Requests:
1 - Condense the paragraph of the essay on women in the Qur'an that begins "The Prophet Muhammad (pbuh) gave women legal identity" into a short bulleted list that keeps its main facts.
2 - Carry on the essay on women in the Qur'an, picking up right after its final sentence.

Document section:
Epigraph
The Qur’an paints one of the most
haunting scenes ever revealed:
وَإِذَا الْمَوْءُودَةُ سُئِلَتْ بِأَيِّ
ذَنبٍ قُتِلَتْ
“And when the buried girl shall be
asked: for what crime was she killed?” (Qur’an 81:8–9)
This
is not poetry. This is the Qur’an holding a mirror before humanity:
“Explain yourselves.
Why did you crush her?”
The
verse was revealed about certain tribes in pre-Islamic Arabia who buried their
daughters alive — out of shame, fear, societal pressure, and patriarchal honour
constructs. But the verse is not limited to one region or one century.
This verse is a moral X-ray of
every society that kills a woman’s dignity, even if not her body.
From
Arabia to the Middle Ages to today, women have bled under different cultures in
different ways, where they were labelled witches in medieval Europe and
tortured, hunted, and burned, and labelled impure when menstruating, and being isolated,
shamed, and treated as untouchable.
Even
blamed for “the original sin,” where Eve alone is considered to have misled
humanity. There is no theological foundation in Islam that woman is the source
of evil. None. The Qur’an corrects this misconception and states:
Both Adam and Eve faltered
together.
(Qur’an 2:36, 7:20–23)
The
Prophet Muhammad (pbuh) gave women legal identity long before Europe even
imagined it. Women were granted inheritance rights (Qur’an 4:7), the right to
own property, the right to keep their wealth separate, the right to consent to
marriage, the right to seek divorce, and the right to an independent economic
identity.
The
Qur’an assigns a woman’s wealth as hers. She is not obliged to spend on the
family. Man, as the husband is. That is why his inheritance share is larger, as
he is obligated to provide for and protect. Hers is untouched security.
The
Qur’an’s Verse (4:34) – A Bone Of Contention For The Feminists
Every
institution in the world has one head. God made the husband head of the
institution of marriage, not because he is “superior” but because every
institution needs a final point of responsibility, and the man is obligated to
earn and maintain the household. This is an administrative role, not a dictatorship.
The
Qur’an demands mutual decision-making, consultation, kindness, and honour - a
headship based on responsibility, not tyranny. Every institution has a head. Not
so that the head may become a dictator, but so that the institution may remain
stable, functional, and disciplined. The head is not the “most privileged.” The
head is the most accountable.

Data items
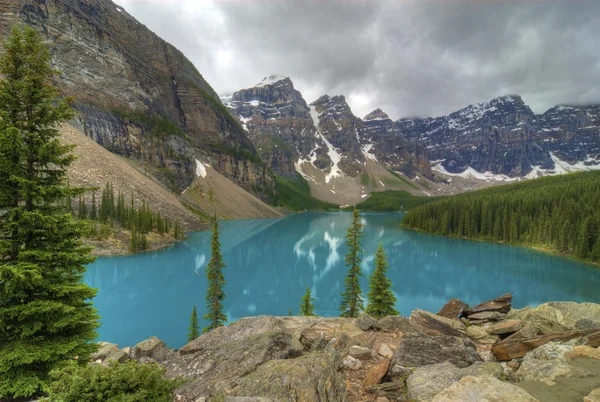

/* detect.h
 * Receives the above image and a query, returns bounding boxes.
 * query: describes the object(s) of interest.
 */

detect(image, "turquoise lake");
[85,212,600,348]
* * *
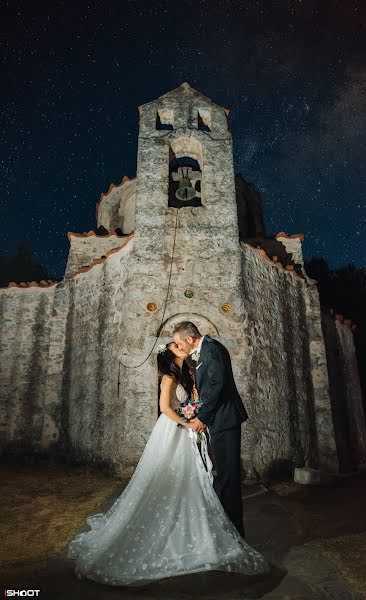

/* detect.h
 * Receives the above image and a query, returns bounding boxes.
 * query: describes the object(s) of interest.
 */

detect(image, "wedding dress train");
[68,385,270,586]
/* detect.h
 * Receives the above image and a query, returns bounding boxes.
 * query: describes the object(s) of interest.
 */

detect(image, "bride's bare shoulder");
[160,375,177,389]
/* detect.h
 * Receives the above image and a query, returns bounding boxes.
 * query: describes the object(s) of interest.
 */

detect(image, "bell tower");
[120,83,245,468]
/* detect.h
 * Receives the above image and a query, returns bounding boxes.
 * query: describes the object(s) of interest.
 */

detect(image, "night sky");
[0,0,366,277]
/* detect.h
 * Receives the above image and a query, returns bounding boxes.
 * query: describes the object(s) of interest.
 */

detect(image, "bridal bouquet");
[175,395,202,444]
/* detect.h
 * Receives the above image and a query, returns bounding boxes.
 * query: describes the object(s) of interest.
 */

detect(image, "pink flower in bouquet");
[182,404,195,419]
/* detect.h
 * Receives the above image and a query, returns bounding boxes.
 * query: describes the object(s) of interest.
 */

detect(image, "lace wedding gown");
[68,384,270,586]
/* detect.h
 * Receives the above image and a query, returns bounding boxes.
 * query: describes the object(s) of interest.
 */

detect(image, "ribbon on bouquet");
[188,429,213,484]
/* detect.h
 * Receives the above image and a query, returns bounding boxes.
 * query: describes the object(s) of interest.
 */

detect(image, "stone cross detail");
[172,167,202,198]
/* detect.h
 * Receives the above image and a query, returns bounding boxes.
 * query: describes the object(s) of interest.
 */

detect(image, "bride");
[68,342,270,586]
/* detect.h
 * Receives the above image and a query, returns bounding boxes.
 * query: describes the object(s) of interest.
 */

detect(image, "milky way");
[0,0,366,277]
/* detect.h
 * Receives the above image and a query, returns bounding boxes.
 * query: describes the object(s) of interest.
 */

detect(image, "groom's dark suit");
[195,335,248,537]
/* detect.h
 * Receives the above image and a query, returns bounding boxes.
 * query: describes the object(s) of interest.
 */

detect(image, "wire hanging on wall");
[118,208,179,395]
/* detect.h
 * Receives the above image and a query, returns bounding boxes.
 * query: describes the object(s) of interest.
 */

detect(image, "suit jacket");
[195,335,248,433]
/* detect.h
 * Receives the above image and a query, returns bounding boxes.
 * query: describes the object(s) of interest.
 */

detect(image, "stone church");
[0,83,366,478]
==
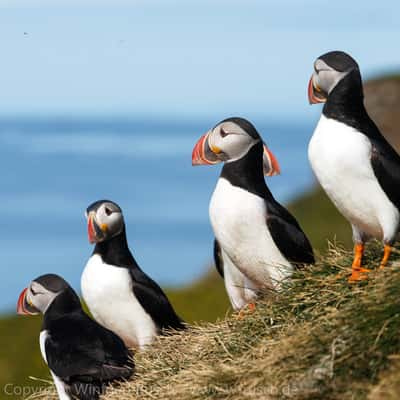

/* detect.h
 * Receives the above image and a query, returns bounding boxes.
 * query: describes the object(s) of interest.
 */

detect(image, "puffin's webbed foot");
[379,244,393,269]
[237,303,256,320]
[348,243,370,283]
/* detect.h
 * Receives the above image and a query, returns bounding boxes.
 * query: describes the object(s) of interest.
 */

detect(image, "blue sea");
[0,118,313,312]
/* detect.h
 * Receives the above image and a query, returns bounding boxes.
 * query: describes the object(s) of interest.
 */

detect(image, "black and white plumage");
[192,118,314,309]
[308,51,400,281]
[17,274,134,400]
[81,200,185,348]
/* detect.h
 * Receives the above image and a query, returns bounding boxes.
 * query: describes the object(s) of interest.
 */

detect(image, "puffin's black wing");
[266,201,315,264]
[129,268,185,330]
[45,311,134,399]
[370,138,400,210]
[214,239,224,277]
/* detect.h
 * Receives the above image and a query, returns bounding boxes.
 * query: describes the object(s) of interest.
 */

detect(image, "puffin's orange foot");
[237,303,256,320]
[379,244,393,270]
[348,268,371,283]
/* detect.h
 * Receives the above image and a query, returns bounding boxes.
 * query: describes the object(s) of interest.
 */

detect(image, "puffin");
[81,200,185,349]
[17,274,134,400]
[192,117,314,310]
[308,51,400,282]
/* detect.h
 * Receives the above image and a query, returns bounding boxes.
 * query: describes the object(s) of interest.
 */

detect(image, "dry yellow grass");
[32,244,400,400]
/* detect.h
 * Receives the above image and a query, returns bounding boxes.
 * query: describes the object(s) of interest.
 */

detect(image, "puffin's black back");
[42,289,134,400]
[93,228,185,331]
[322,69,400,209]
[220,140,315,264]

Results in order:
1 -
- The Prophet Muhammad (pbuh) gave women legal identity long before Europe imagined it.
- Women's rights included:
  - inheritance (Qur'an 4:7)
  - property ownership
  - keeping their wealth separate
  - consenting to marriage
  - seeking divorce
  - an independent economic identity

2 -
Marriage,
in the Qur’anic worldview, is also an institution. Therefore, God assigns the
husband as ‘qawwam’ (Qur’an 4:34), the one who carries the burden of provision,
protection, and responsibility. This is not a license for domination. It is a
burden of stewardship.
The
Qur’an does not say: “man is superior.” Rather, it says: man is responsible
because he must earn and provide, and maintaining the household is his legal
and moral duty. The husband and wife are to make decisions jointly, with mutual
respect and consultation. This is the context of 4:34.
Those
who read “headship” as power have misunderstood it. It is actually an obligation.
And to keep the marital institution from collapsing under rebelliousness, the
Qur’an outlines graduated steps: talk, counsel, warn - not to harm, but to
restore order. These are procedural safeguards, not tools of violence.
The
role of ‘qawwam’ makes the husband answerable before God. If he abuses his
role, he will stand exposed in the Hereafter. His wife can take him to account
before the Lord of Justice. That is a terrifying prospect. The Prophet Muhammad
(peace be upon him) emphasized this responsibility when he said:
“The best of you are those who are
best to their wives and children.”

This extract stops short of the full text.